■ What this task involves ■
When you reach the line containing "Target: bouquet of flowers" in the entries below, start writing out each line exactly, and stop after the line containing "Objective — one point per instance of the dress".

Data records

==============================

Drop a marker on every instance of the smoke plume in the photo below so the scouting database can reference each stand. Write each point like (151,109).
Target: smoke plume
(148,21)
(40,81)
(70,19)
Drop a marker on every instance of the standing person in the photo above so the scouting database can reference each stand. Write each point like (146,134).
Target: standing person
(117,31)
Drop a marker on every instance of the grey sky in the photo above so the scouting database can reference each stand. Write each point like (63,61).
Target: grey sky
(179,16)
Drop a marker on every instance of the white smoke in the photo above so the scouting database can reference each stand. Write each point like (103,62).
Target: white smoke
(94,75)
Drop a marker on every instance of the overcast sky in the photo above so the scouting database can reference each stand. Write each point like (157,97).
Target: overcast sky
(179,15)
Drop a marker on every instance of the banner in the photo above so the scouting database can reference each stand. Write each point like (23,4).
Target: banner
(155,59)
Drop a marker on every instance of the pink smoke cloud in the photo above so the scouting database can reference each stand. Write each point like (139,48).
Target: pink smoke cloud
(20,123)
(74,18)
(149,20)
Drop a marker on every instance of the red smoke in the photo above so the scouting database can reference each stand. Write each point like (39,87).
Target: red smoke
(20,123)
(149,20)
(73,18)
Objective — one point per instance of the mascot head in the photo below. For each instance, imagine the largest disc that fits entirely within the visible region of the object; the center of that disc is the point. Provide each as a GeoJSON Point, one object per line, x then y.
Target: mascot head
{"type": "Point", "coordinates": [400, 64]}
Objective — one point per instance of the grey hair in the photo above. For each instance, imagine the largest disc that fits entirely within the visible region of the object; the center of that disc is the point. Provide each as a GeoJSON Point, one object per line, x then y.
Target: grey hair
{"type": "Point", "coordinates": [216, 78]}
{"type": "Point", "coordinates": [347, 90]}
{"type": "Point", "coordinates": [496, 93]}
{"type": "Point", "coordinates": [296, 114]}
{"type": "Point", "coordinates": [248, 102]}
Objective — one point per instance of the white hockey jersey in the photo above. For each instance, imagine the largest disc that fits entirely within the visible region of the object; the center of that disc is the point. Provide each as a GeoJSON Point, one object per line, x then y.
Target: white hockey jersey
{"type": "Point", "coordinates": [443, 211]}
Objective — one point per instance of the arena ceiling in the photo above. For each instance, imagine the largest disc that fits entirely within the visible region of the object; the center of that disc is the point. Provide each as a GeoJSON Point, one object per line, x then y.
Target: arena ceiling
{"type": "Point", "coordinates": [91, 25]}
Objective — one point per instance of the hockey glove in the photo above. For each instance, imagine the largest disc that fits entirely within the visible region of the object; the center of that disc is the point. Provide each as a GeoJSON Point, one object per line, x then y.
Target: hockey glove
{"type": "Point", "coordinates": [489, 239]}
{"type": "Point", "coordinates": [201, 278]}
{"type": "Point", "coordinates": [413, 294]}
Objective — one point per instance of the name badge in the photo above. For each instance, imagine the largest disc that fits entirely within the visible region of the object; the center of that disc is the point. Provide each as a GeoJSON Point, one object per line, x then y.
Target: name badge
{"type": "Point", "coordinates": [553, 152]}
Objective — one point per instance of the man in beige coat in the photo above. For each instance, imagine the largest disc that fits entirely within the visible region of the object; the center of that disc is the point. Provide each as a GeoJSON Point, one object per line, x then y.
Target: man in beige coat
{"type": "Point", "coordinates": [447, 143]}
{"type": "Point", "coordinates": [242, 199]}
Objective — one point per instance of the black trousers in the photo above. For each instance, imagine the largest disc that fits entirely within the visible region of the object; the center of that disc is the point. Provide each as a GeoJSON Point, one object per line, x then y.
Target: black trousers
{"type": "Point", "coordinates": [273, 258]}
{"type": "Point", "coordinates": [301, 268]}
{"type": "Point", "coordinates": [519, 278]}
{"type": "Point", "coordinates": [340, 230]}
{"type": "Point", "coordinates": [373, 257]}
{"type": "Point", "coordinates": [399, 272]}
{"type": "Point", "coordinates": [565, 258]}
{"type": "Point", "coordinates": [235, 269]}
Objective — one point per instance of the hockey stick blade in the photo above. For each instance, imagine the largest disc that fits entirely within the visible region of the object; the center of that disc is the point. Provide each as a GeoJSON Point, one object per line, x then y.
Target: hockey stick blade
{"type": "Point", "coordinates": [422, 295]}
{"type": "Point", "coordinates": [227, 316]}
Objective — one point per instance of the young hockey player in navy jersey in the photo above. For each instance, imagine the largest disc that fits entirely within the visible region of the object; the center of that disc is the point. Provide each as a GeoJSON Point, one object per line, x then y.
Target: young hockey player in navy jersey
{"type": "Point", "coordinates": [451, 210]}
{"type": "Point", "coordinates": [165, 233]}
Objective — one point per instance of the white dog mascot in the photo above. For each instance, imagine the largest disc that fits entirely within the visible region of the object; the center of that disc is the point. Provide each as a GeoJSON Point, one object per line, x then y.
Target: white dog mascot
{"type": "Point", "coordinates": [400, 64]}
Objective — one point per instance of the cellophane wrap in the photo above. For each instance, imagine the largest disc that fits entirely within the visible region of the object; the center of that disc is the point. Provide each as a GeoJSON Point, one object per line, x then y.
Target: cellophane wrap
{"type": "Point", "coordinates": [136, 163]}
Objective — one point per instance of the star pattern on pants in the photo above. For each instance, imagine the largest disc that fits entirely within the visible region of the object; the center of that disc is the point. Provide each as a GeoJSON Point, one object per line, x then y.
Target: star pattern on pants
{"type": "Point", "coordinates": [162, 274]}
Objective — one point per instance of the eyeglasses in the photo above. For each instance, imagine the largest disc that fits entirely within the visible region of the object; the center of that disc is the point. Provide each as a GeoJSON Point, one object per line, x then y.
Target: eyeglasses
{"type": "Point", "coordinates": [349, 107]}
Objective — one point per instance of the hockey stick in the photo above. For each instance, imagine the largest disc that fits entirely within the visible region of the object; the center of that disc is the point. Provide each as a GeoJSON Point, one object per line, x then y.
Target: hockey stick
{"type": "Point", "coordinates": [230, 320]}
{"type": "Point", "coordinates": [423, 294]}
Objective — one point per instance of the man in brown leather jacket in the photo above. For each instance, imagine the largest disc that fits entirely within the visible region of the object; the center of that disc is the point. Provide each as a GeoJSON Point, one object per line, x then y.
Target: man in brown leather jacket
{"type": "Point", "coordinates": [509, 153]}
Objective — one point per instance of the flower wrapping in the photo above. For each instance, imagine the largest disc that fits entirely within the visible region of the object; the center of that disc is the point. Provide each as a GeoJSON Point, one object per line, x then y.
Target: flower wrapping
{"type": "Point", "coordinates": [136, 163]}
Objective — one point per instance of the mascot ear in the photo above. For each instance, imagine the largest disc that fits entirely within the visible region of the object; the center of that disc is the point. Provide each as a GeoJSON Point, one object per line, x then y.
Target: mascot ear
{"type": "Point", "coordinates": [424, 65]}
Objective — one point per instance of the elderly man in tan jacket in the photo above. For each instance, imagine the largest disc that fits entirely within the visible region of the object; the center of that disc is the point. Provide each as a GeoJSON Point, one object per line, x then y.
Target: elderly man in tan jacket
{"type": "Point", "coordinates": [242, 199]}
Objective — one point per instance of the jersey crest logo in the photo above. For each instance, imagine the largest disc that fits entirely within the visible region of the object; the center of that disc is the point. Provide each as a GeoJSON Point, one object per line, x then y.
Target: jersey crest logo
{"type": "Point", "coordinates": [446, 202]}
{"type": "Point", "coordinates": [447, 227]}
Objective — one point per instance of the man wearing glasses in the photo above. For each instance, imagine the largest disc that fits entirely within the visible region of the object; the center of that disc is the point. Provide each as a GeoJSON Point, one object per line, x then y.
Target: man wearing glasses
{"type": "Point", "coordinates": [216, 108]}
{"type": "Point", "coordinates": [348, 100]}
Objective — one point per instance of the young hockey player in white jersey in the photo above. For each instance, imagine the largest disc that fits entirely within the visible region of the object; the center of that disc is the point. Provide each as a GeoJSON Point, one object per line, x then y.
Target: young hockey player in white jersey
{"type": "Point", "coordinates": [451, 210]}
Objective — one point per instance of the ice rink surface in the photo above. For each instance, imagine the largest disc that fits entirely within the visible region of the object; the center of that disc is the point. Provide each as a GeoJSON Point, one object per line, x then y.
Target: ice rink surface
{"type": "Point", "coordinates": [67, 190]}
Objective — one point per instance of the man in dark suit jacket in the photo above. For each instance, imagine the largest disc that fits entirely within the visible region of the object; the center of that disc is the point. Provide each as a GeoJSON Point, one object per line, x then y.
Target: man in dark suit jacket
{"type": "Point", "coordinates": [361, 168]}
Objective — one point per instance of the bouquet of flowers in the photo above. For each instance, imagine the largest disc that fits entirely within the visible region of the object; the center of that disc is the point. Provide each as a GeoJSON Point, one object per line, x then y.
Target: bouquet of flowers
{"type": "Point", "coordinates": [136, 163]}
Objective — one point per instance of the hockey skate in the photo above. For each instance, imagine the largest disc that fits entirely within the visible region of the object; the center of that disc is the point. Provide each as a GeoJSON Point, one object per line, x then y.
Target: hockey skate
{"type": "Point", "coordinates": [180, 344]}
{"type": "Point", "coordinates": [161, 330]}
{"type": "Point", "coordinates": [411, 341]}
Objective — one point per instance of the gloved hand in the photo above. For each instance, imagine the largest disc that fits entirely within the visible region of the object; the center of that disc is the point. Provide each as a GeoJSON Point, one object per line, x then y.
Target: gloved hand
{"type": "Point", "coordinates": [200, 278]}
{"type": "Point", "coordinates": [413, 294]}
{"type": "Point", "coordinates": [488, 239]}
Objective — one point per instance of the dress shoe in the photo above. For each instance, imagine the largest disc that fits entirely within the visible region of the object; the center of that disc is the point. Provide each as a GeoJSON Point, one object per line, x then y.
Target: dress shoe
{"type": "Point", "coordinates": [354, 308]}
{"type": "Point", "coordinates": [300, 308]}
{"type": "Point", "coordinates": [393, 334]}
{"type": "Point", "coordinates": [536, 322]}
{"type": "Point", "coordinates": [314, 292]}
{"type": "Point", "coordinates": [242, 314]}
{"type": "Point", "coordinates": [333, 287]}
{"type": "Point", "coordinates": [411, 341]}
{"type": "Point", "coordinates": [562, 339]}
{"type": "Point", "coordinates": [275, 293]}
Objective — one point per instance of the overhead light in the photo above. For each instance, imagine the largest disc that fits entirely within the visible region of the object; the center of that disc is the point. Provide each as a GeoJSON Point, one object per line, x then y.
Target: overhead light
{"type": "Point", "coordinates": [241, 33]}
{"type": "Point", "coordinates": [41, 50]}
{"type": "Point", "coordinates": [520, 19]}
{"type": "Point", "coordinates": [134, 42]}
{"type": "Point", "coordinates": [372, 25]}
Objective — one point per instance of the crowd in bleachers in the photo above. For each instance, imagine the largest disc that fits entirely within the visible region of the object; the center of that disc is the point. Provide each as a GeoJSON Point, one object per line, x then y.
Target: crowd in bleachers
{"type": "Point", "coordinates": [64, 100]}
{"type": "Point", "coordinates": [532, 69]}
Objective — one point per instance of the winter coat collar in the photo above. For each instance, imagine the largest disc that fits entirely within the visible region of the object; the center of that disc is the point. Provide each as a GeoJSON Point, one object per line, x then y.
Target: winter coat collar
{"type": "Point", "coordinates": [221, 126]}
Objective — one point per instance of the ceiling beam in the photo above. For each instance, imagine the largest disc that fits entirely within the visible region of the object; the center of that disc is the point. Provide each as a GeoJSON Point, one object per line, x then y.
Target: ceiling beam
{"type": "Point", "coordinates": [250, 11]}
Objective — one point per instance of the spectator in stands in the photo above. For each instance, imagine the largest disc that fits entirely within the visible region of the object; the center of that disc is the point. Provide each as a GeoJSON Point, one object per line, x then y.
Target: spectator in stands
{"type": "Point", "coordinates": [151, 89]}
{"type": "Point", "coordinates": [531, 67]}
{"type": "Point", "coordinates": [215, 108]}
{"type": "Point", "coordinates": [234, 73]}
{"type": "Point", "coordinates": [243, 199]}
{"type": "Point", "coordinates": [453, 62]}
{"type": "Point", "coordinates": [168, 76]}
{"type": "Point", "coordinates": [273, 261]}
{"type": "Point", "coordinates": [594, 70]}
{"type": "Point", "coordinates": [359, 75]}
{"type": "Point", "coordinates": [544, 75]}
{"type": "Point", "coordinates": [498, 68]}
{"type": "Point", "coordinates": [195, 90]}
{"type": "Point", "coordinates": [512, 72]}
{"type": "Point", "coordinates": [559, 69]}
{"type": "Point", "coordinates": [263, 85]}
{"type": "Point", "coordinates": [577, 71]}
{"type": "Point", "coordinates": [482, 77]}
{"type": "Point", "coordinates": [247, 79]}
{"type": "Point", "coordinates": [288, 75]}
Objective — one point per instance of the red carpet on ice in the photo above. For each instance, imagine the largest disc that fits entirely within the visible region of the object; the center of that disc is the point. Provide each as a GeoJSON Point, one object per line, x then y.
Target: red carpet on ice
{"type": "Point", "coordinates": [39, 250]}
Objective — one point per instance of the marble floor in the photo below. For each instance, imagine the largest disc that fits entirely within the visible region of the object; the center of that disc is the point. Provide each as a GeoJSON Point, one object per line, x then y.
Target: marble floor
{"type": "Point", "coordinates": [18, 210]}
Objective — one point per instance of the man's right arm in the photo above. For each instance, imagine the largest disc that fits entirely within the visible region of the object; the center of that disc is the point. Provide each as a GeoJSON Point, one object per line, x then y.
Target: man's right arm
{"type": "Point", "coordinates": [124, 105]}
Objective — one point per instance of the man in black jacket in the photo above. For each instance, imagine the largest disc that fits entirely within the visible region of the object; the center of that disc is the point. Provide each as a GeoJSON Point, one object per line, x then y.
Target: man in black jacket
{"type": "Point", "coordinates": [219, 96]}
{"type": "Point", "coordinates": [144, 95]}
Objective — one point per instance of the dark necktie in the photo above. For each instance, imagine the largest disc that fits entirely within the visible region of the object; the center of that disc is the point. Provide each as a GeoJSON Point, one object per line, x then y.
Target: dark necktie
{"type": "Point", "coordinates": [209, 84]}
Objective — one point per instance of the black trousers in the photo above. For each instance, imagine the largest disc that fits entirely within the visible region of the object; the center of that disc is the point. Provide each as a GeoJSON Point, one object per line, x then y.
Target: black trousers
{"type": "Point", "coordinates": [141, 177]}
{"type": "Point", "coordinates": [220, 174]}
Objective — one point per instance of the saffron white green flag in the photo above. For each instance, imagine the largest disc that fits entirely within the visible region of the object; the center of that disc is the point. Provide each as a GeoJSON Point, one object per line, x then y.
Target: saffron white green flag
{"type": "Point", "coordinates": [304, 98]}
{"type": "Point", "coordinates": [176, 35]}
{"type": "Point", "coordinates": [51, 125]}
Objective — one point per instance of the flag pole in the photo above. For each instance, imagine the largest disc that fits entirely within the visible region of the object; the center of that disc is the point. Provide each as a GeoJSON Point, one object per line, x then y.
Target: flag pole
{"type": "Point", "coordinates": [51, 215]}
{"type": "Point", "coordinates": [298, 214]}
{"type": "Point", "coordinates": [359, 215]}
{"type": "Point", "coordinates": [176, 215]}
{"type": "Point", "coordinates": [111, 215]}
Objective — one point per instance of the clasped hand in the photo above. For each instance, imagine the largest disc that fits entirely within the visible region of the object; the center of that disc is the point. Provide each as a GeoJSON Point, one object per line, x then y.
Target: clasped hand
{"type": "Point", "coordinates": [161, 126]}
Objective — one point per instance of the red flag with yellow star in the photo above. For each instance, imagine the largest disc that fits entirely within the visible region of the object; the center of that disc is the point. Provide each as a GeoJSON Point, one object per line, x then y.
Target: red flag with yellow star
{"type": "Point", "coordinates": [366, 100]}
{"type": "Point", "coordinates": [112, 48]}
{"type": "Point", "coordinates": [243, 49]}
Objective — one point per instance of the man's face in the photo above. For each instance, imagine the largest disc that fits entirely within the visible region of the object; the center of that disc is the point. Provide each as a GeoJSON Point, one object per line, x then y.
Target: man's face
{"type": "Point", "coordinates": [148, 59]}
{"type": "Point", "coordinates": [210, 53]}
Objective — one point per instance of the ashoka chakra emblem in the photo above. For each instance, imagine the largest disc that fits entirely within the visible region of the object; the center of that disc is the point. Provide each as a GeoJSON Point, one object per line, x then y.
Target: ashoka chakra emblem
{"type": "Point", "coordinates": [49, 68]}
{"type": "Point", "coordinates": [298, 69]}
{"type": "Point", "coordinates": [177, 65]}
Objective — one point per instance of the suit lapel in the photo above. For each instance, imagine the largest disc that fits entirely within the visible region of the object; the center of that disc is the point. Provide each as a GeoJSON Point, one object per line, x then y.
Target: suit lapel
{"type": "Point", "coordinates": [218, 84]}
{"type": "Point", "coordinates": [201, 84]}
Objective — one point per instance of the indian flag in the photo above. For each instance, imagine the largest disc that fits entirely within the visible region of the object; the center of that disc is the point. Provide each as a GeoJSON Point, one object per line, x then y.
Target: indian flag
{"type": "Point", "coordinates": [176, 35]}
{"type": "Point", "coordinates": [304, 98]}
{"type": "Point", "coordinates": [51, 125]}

==============================

■ Reply ■
Target: bouquet of flowers
{"type": "Point", "coordinates": [136, 163]}
Objective — one point per instance of the hockey skate in the photo above. For each instance, imagine the largest disc that fits entirely within the visible region of the object; the center of that disc is the point. Provide each as a GeoJSON Point, one object per line, x then y.
Target: hockey skate
{"type": "Point", "coordinates": [180, 344]}
{"type": "Point", "coordinates": [161, 330]}
{"type": "Point", "coordinates": [411, 341]}
Objective — one point per instance of the gloved hand in the photo above. For each instance, imagine the largest disc that fits entirely within the visible region of the object; the center of that disc is the point. Provide each as a GeoJSON Point, one object per line, x then y.
Target: gloved hand
{"type": "Point", "coordinates": [200, 278]}
{"type": "Point", "coordinates": [413, 294]}
{"type": "Point", "coordinates": [488, 239]}
Objective — one point per instance of the dress shoe in the photo above. For each instance, imagine the largest disc that fits entirely within the visible region of the object; the center of that disc is the point. Provide each as a GeoJSON Point, one object per line, x then y.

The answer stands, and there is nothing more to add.